**Text segment:**

BEGIN

Shiseido Co., the nation's largest cosmetics maker, said Wednesday it remained in the red in the 2001 business year due to appraisal losses on its shareholdings and other extraordinary losses stemming from product recalls.

The company said it logged group net losses of 22.77 billion yen, having posted losses of 45.09 billion yen in 2000.

Shiseido was forced to recall products containing cow-based ingredients in the wake of the September outbreak of mad cow disease, or bovine spongiform encephalopathy.

Moreover, a government-mandated requirement that cosmetics makers list every ingredient used in a product on its label means that many products need to be relabeled before the new regulation takes effect in October.

Aside from these extraordinary losses, Shiseido posted group pretax profits of 27.56 billion yen in 2001, down 16.5 percent from the previous year, on sales of 589.96 billion yen, down 0.9 percent.

Of the firm's total sales, those generated on the domestic market fell 6.4 percent due primarily to inventory adjustments, while overseas revenues showed a strong 24.5 percent rise in yen terms, the company said.

END

**Task instructions:**
a) According to the Shiseido article, what group net losses did the company log in the 2001 business year?
b) In the Shiseido article, please rename "Shiseido" to "Shiseido Co." and give the passage again, beginning at the words "Aside from these" and stopping after "down 0.9 percent.".
Base every answer on the Shiseido article alone.

[Data entries]
BEGIN

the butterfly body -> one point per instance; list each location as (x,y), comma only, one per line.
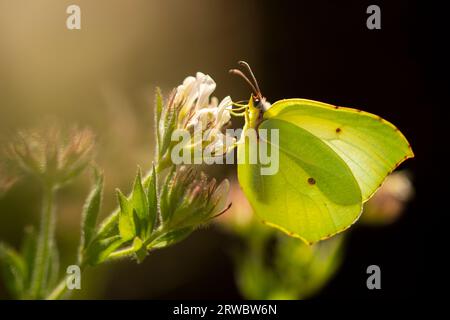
(331,160)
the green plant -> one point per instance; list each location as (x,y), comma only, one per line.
(163,208)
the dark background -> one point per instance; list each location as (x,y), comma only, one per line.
(323,51)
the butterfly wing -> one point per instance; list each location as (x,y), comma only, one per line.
(331,160)
(371,146)
(314,193)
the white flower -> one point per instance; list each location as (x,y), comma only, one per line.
(201,113)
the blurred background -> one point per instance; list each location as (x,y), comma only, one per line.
(104,75)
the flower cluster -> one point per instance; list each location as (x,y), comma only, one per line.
(191,108)
(53,155)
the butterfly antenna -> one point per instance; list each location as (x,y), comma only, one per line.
(255,82)
(243,76)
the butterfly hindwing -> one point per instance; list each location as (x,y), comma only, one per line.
(370,146)
(314,193)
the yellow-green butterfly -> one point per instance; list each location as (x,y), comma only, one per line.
(331,160)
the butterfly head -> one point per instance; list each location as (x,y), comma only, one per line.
(259,101)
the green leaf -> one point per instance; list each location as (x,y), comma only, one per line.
(13,270)
(91,211)
(158,111)
(140,205)
(53,269)
(170,238)
(153,206)
(127,227)
(99,250)
(139,249)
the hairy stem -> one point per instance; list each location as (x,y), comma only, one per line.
(45,242)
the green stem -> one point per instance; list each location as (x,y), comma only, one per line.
(110,222)
(45,243)
(58,291)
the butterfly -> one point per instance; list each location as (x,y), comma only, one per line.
(331,160)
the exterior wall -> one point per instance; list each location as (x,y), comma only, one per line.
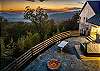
(86,13)
(95,32)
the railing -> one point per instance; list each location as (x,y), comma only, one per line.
(19,62)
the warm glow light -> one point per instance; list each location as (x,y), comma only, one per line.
(20,5)
(98,30)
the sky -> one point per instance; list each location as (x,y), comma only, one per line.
(48,4)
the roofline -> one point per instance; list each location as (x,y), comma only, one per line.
(83,7)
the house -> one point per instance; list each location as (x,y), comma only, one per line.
(90,20)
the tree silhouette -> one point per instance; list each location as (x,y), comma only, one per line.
(38,17)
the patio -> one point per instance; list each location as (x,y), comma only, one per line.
(69,60)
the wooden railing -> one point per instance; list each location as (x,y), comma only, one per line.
(19,62)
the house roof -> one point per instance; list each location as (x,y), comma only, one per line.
(96,8)
(95,5)
(94,20)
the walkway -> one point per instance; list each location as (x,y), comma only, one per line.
(69,62)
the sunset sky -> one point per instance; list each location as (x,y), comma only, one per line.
(49,4)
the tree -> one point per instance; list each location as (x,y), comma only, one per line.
(39,18)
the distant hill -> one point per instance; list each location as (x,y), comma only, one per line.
(61,16)
(19,16)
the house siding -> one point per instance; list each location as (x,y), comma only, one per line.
(86,13)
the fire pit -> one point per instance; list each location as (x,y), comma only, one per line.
(53,64)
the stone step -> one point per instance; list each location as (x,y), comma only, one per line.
(89,38)
(89,58)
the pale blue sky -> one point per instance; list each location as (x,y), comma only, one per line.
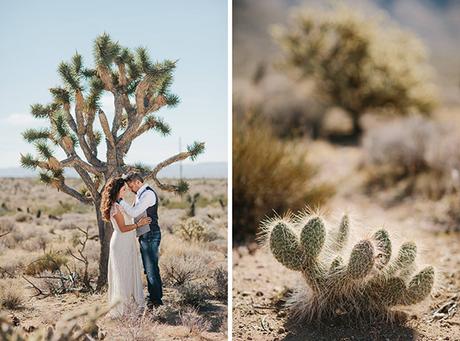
(36,35)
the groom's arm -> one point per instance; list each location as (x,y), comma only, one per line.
(147,199)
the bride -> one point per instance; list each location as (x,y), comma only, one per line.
(124,269)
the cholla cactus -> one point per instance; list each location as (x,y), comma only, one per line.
(365,287)
(358,62)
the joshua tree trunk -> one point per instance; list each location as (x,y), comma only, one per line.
(105,233)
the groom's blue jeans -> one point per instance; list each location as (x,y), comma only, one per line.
(150,243)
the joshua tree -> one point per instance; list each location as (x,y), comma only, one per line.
(365,287)
(358,63)
(140,88)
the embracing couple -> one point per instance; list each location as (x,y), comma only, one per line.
(130,221)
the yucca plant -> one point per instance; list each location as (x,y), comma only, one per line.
(363,288)
(140,88)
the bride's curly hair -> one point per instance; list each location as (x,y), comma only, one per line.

END

**Responses:**
a) 22.77 billion yen.

b)
Aside from these extraordinary losses, Shiseido Co. posted group pretax profits of 27.56 billion yen in 2001, down 16.5 percent from the previous year, on sales of 589.96 billion yen, down 0.9 percent.